- [PROVIDED TEXT]:
* * *

# Need help with kverneland Silawrap 7510



## GawasFarm (Jul 10, 2013)

Hello,

I just bought a 7510 self loading trailed wrapper it has a spring loaded cutter on it that holds the plastic after it is cut to start the next bale. unfortunately it won't hold on to the plastic after it is cut I have been playing around with it and can't figure it out. It does look like maybe there is a part missing that maybe the rubber roller seats?? Does anybody have one of these machines or similiar that could take a picture so I know what it should look like?? or maybe a manual. Thanks so much for any help you can give. I am out of my element on this one.

Alex

p.s. I can take a photo tomorrow if I remember


----------



## hay king (Feb 6, 2011)

I have one of these wrappers quite simple

as for not cutting and holding there should be round rubber holder thing on the end if it starts to wear out it wont hold the plastic if the cut and hold arm is not working not springing back on time adjust the timing by moving the chain that hooks on under the wrapper to a spring that should be hanging there that well make it cut sooner with a shorter chain or latter with a longer chain. hope this helps send a pic if its something else and i can send you a pic if you need one


----------



## GawasFarm (Jul 10, 2013)

Can you send me a picture of yours?? I got to busy today and forgot to snap a picture of mine. on the end of the rod I have a L bit of metal for pushing the plastic into the knife and on the other side of the L there is a rubber roller which I assume is to hold the plastic.

My question to you is what does the rubber roller go against?? is it just the little piece of metal where the rollers the support the rod are bolted or is there something else?? To me it feels like there should be something else it seats into because when the rod releases it comes back and then bounces once it hits which releases its hold on the plastic.

I guess a picture would help. I have been searching the web but can't find any close photos of this or really any other automatic system

Thanks for helping,

Alex


----------



## GawasFarm (Jul 10, 2013)

I took some pictures but I can't figure out how to post them here (I am sure there is a guide if I looked) so I made a gallery of my wrapper. You can see the one photo of the mount where it looks like something was removed because it is rusty. does this look like everybody's setup or am I missing a part??

[sharedmedia=gallery:albums:148]


----------



## hay king (Feb 6, 2011)

trying to upload pics looks to me like your missing a metal piece that pinches the plastic between the roller and the missing piece. hope this helps


----------



## hay king (Feb 6, 2011)

* * *

- [GIVEN DATA]:
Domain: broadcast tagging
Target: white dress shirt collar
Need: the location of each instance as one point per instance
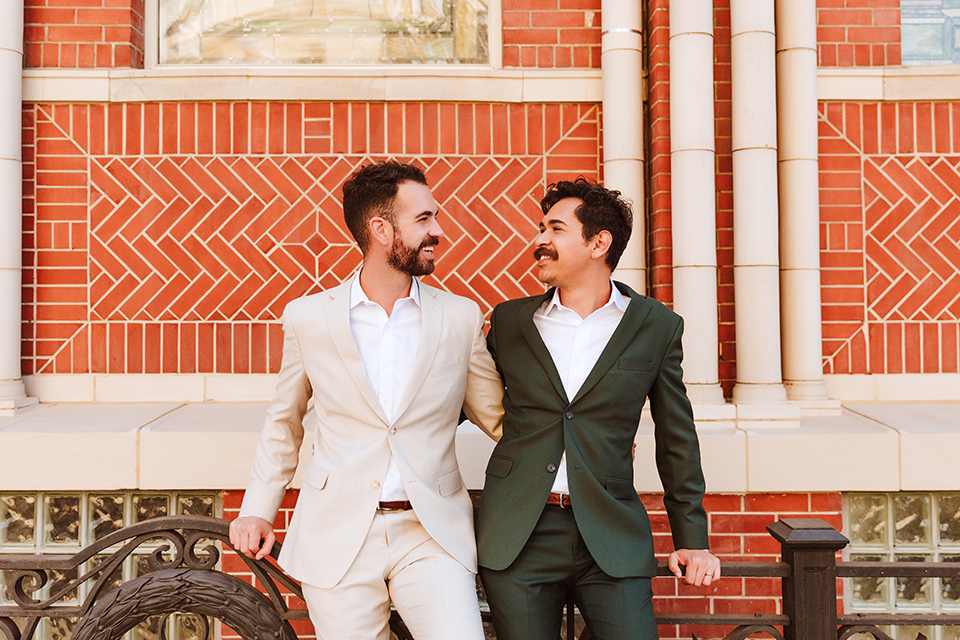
(359, 296)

* * *

- [INSTRUCTION]: In the wrapper thread, what effect does shortening or lengthening the chain have on the cut? Rely only on the wrapper thread for what follows.

- [FULL ANSWER]: A shorter chain makes it cut sooner, and a longer chain makes it cut later.